### [Problem requirements]
Give back exactly the lines that start at the one containing "the frying pan." and run to the end of the material below, both ends included.

Start of Material shown

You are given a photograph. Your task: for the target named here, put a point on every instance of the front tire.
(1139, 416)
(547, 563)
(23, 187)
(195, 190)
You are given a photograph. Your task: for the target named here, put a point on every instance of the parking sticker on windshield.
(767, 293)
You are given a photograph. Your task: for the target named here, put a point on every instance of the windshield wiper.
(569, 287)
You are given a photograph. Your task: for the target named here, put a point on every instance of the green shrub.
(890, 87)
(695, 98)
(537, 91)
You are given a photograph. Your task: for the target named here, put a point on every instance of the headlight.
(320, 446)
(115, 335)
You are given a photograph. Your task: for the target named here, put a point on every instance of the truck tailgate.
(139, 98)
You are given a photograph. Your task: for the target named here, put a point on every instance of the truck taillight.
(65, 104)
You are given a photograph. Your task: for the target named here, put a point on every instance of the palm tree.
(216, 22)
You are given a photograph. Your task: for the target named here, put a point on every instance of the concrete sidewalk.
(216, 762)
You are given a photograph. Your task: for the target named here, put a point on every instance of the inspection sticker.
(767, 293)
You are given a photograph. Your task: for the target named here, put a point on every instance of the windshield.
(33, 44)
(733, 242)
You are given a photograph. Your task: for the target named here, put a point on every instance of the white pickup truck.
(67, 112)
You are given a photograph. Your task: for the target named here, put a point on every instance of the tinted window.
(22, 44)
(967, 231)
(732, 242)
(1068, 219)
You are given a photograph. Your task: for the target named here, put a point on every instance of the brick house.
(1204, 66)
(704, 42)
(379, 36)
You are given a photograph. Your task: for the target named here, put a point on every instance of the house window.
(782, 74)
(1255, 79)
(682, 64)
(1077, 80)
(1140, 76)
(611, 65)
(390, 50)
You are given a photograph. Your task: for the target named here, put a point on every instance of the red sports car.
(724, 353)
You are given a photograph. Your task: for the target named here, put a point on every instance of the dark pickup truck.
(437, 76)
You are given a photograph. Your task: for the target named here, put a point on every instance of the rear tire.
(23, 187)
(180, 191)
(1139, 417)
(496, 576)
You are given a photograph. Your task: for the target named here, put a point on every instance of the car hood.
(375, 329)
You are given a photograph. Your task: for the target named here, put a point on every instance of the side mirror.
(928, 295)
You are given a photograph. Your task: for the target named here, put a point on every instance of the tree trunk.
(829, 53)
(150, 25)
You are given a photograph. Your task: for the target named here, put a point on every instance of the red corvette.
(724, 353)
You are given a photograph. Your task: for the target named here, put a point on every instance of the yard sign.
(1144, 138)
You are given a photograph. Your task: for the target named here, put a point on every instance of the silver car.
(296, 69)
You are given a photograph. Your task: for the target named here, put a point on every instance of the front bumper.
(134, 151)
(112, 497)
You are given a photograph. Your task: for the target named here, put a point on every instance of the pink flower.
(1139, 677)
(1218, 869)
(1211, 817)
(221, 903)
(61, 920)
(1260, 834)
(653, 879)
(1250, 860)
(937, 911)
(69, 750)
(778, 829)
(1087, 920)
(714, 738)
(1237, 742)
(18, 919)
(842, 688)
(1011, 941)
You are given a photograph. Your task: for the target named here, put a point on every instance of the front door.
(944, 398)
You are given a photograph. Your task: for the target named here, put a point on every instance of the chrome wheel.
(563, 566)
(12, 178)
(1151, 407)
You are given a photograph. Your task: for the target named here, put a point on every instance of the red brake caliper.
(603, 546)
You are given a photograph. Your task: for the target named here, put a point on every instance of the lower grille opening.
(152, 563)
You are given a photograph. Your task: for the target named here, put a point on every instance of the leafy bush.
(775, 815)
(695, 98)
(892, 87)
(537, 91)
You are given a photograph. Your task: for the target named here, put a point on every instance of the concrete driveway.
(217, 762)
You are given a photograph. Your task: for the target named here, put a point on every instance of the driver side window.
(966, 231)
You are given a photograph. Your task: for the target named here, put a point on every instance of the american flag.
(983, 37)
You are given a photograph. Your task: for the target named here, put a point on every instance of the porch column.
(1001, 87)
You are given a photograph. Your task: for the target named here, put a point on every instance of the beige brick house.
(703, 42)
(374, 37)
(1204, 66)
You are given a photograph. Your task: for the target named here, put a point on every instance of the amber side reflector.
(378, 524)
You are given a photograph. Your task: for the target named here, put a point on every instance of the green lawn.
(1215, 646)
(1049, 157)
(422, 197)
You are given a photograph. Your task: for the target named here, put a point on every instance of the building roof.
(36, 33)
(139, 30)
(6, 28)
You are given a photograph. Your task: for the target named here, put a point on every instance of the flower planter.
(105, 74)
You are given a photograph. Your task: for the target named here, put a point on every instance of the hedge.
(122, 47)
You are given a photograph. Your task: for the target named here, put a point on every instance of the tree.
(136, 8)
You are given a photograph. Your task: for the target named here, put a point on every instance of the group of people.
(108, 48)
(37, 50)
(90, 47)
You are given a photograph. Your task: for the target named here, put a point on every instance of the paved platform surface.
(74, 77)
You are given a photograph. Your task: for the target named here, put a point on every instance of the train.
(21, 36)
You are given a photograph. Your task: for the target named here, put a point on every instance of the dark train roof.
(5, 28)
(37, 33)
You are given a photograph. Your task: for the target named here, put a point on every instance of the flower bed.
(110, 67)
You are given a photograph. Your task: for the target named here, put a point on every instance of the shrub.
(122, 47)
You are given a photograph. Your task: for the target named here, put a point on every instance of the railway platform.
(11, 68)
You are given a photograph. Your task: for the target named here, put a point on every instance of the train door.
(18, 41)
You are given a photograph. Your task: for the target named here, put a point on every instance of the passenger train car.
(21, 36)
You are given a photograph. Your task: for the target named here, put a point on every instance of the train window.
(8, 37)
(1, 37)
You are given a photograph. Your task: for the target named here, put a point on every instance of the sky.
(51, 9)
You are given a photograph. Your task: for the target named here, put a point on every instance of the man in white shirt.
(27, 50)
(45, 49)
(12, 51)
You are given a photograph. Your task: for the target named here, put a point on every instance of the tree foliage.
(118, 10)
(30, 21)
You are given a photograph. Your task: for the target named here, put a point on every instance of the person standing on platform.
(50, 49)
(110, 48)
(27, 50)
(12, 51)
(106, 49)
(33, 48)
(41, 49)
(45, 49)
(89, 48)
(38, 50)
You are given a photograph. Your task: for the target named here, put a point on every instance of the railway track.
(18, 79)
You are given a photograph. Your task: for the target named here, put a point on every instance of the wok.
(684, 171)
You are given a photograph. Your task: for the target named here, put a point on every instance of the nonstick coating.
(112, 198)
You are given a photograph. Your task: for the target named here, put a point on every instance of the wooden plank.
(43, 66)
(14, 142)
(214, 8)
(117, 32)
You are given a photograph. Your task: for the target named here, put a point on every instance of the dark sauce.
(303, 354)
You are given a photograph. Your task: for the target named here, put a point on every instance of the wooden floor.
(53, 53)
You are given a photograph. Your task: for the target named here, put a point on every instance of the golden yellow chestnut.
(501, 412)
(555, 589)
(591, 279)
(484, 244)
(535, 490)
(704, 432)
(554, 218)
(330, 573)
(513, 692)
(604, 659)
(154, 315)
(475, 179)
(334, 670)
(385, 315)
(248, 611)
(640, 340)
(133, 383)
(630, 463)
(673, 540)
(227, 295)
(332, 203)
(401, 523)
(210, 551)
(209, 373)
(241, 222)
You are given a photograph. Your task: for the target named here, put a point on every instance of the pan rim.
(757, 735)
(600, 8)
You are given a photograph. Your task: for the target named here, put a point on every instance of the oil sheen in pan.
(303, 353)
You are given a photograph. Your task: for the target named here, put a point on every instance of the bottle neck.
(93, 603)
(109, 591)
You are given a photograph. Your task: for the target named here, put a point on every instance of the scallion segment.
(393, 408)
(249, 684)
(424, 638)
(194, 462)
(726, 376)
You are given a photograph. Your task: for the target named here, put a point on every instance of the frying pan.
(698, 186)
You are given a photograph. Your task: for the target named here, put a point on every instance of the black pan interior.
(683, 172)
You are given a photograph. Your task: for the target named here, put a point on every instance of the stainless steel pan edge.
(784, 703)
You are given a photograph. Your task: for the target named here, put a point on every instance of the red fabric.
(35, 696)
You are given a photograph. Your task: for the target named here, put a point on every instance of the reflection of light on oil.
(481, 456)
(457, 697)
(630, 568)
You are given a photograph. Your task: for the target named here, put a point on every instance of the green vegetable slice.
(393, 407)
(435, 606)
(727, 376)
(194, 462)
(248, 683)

End of Material shown

### [Finished exercise]
You are given a photograph. Your task: for the target named here, put a point on every instance of the frying pan.
(698, 186)
You are given a photograph. Your task: for the target named here, put a point on every instance of the black pan interior.
(683, 172)
You are given a photograph. Your task: for the target named here, put a point on every instance of the stainless steel pan edge.
(784, 703)
You are given a photograph. Your task: for the target named here, put a point on every instance of the red fabric.
(35, 696)
You are given a photograph. Your task: for the target named here, put a point on every instance of the reflection of light on oil.
(481, 456)
(457, 697)
(630, 568)
You are given a photograph. Your task: for the target named here, put a point on every instance of the green vegetable slice.
(393, 407)
(435, 606)
(727, 376)
(194, 462)
(248, 683)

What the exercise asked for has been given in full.